(MATERIAL PROVIDED Opens)

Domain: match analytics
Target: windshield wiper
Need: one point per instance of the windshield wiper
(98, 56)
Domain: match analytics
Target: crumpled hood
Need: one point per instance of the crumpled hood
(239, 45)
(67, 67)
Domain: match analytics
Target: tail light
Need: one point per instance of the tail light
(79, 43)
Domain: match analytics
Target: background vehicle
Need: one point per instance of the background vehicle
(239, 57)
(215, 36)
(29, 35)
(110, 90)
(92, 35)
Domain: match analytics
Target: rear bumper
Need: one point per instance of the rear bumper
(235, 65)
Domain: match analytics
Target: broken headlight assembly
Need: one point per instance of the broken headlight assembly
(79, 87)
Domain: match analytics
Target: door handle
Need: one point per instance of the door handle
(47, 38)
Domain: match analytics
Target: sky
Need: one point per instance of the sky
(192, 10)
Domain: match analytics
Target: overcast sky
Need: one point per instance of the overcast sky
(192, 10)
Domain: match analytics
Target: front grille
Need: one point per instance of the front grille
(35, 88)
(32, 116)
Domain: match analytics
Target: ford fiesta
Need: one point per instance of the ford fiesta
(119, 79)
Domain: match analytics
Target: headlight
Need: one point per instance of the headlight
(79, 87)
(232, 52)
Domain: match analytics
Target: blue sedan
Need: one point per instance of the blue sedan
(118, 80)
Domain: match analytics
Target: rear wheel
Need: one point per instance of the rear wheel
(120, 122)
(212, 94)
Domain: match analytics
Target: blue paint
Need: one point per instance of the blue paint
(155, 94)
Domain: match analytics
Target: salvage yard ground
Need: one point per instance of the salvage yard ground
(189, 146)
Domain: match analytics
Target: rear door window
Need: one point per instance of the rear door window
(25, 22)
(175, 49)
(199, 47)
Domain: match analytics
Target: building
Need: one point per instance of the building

(MATERIAL PROVIDED Closes)

> _AIM OF THE EXERCISE_: Could you reproduce the lines above, from the one that holds "Target: rear wheel" through the last, exactly as they stand?

> _RESPONSE TO THIS EXERCISE_:
Target: rear wheel
Need: one point per instance of the rear wheel
(120, 122)
(212, 94)
Domain: match analytics
Target: blue paint
Need: one point per instance of the blue paint
(155, 94)
Domain: match analytics
Target: salvage yard ground
Need: one point per instance of the salvage yard ground
(189, 146)
Domain: match analytics
Target: rear door window
Need: one point per instance of the rear door window
(25, 22)
(175, 49)
(199, 47)
Domain: match analytics
Target: building
Need: one point per instance of the building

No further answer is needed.